*DATA FOR THE TASK*.
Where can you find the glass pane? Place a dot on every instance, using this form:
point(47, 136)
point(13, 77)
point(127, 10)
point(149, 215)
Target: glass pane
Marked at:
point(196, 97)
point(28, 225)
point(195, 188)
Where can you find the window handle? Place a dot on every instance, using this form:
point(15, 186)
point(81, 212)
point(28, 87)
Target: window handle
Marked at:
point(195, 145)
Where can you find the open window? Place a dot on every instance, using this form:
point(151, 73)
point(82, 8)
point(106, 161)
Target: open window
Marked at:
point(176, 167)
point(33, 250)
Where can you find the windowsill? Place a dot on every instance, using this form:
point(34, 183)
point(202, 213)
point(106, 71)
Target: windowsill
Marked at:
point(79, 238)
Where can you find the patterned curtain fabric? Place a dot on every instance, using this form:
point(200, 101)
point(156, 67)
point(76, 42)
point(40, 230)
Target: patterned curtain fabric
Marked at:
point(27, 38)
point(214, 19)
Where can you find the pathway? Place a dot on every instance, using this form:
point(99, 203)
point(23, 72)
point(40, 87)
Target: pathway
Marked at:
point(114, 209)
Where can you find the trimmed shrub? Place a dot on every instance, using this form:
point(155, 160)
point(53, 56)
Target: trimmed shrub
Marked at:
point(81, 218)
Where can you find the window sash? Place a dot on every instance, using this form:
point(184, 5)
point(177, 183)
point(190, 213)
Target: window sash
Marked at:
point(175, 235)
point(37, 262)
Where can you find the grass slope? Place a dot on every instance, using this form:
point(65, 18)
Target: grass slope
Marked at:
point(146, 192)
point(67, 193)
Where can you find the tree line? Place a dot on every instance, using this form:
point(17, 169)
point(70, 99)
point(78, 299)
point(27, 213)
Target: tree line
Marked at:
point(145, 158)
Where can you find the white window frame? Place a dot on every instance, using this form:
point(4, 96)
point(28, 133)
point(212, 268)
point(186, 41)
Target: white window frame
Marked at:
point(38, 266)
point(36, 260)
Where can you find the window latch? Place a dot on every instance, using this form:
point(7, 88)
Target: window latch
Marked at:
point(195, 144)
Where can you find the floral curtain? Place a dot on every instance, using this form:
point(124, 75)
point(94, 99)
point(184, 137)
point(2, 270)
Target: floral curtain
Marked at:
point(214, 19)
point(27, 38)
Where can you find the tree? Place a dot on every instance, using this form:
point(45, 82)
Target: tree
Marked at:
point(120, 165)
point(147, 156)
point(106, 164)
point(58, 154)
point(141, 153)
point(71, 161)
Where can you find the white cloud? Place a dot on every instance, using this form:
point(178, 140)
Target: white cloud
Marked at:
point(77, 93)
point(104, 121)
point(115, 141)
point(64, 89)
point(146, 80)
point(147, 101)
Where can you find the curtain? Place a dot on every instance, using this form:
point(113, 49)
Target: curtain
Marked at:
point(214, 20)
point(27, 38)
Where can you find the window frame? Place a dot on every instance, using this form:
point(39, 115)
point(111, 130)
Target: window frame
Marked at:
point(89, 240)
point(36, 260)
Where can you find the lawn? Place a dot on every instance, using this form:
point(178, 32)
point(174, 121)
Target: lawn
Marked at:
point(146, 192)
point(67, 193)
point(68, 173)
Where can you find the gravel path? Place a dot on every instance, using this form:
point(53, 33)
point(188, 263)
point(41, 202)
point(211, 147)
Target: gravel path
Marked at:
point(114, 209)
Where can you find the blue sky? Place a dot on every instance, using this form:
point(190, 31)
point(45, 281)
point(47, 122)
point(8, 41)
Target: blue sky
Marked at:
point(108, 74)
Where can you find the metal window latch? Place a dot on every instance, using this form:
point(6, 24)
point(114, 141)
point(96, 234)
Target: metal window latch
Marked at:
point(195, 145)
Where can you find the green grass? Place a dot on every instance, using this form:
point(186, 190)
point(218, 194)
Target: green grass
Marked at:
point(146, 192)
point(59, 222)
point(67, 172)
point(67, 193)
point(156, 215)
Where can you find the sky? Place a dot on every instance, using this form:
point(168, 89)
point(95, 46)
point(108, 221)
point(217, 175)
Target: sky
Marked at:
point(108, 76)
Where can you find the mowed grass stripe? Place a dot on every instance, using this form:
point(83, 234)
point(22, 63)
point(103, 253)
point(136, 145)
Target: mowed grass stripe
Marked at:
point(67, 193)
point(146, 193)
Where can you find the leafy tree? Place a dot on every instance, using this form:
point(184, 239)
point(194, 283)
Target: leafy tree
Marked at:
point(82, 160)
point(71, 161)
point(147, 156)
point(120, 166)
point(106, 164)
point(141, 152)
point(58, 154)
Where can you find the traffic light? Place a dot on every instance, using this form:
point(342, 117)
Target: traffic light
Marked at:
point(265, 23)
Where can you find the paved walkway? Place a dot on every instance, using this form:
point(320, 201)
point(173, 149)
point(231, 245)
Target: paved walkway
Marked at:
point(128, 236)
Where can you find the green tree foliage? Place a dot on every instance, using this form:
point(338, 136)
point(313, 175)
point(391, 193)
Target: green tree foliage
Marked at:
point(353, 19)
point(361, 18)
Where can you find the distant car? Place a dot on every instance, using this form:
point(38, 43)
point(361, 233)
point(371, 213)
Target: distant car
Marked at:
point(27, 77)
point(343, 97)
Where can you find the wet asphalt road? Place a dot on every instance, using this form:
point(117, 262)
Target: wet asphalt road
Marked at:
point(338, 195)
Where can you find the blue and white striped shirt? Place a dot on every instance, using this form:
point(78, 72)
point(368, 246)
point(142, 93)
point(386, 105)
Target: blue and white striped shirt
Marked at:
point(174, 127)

*BRIEF*. Would you write out the whole listing word for word?

*EXPECTED ANSWER*.
Where can you find the glass pane? Place a dot on every instance, using this form:
point(47, 136)
point(13, 77)
point(127, 10)
point(149, 215)
Target: glass pane
Marked at:
point(196, 97)
point(28, 225)
point(195, 188)
Where can you find the window handle? Place a dot on every instance, using this form:
point(15, 186)
point(81, 212)
point(28, 87)
Target: window handle
Marked at:
point(195, 145)
Where can you find the open window? Place a dot on every instance, using this form:
point(151, 73)
point(82, 8)
point(106, 161)
Target: open window
Marked at:
point(176, 167)
point(33, 250)
Where can you find the windowsill? Place a dot on every instance, using this form:
point(34, 183)
point(202, 213)
point(106, 71)
Target: windowsill
Marked at:
point(79, 238)
Where can you find the patterned curtain fabric? Place a dot on every instance, using this form:
point(200, 101)
point(156, 67)
point(76, 42)
point(40, 230)
Target: patterned curtain fabric
Marked at:
point(27, 38)
point(214, 19)
Where can you find the pathway? Place a dot on every instance, using this form:
point(99, 203)
point(23, 72)
point(40, 87)
Target: pathway
Marked at:
point(114, 209)
Where can you find the trimmed shrub? Place a dot on every instance, using this form:
point(155, 160)
point(53, 56)
Target: trimmed shrub
Marked at:
point(81, 218)
Where can you find the window sash? Place a dot on every instance, using this form:
point(184, 5)
point(177, 183)
point(190, 213)
Target: window sash
Marked at:
point(175, 235)
point(37, 262)
Where can you find the grass slope? Place a dot on every instance, using this form:
point(65, 18)
Target: grass slope
Marked at:
point(146, 192)
point(67, 193)
Where can you find the tree line? Place a dot on every instance, using this form:
point(17, 169)
point(70, 99)
point(78, 299)
point(27, 213)
Target: tree line
Marked at:
point(145, 158)
Where can you find the white window frame? Place a dot on every instance, using this form:
point(4, 96)
point(28, 133)
point(212, 268)
point(186, 41)
Target: white window frame
Marked at:
point(38, 266)
point(36, 260)
Where can you find the window latch? Place a dot on every instance, using this form:
point(7, 88)
Target: window latch
Marked at:
point(195, 144)
Where can you find the floral curtain? Place a dot on every instance, using this form:
point(124, 75)
point(94, 99)
point(184, 137)
point(2, 270)
Target: floral curtain
Marked at:
point(214, 19)
point(27, 38)
Where can you find the tree? Place a dot on every instance, using this form:
point(45, 82)
Target: tree
Marked at:
point(120, 165)
point(147, 156)
point(106, 164)
point(58, 154)
point(141, 153)
point(71, 161)
Where can you find the white cloud? Place a dot on every instance, using this form:
point(178, 140)
Target: white cloud
Marked at:
point(77, 93)
point(104, 121)
point(115, 141)
point(64, 89)
point(146, 80)
point(147, 101)
Where can you find the curtain? Place a dot on every instance, using this form:
point(113, 49)
Target: curtain
Marked at:
point(214, 20)
point(27, 38)
Where can you find the window frame? Place a dot on every instance, using this form:
point(39, 115)
point(111, 130)
Target: window frame
Marked at:
point(89, 240)
point(36, 260)
Where can you find the lawn? Place a dot on every instance, using this form:
point(178, 32)
point(174, 121)
Target: lawn
Marked at:
point(146, 192)
point(67, 193)
point(68, 173)
Where can you find the gravel path? Place a dot on every instance, using this form:
point(53, 33)
point(188, 263)
point(41, 202)
point(211, 147)
Target: gravel path
Marked at:
point(114, 209)
Where can you find the blue sky? Place a dot on every instance, using this form:
point(190, 31)
point(45, 281)
point(47, 122)
point(8, 41)
Target: blue sky
Marked at:
point(108, 74)
Where can you find the metal window latch? Place a dot on every instance, using this form:
point(6, 24)
point(114, 141)
point(96, 234)
Target: metal window latch
Marked at:
point(195, 145)
Where can you find the green grass? Place a dot on every instance, using this form:
point(186, 190)
point(218, 194)
Target: green grass
Marked at:
point(146, 192)
point(59, 222)
point(67, 172)
point(67, 193)
point(156, 215)
Where can you find the sky? Place a dot on every instance, using this form:
point(168, 89)
point(95, 46)
point(108, 221)
point(217, 175)
Target: sky
Marked at:
point(108, 76)
Where can you find the mowed grass stripe? Place a dot on every instance, using this form:
point(83, 234)
point(22, 63)
point(103, 253)
point(136, 145)
Target: mowed grass stripe
Marked at:
point(67, 193)
point(146, 193)
Where can you find the leafy tree? Place a dot on every instance, using this form:
point(184, 239)
point(194, 283)
Target: leafy tree
Marked at:
point(82, 160)
point(71, 161)
point(147, 156)
point(120, 166)
point(106, 164)
point(141, 152)
point(58, 154)
Where can you find the traffic light? Place a dot on every instance, using this form:
point(342, 117)
Target: traffic light
Marked at:
point(265, 23)
Where can you find the paved walkway? Place a dot on every instance, using this form:
point(320, 201)
point(173, 149)
point(231, 245)
Target: paved walkway
Marked at:
point(128, 236)
Where can you find the green tree foliage? Place a dot on every instance, using this form:
point(338, 136)
point(313, 175)
point(391, 193)
Target: green tree foliage
Marked at:
point(353, 19)
point(361, 18)
Where can you find the distant car? Place a dot on every instance, using this form:
point(38, 43)
point(361, 233)
point(371, 213)
Target: distant car
Marked at:
point(27, 77)
point(343, 97)
Where can you find the wet asphalt road? Place a dot on every instance, using this form:
point(117, 262)
Target: wet asphalt road
Marked at:
point(338, 195)
Where can you find the blue and white striped shirt? Place a dot on every instance, using this form:
point(78, 72)
point(368, 246)
point(142, 93)
point(386, 105)
Target: blue and white striped shirt
Marked at:
point(174, 127)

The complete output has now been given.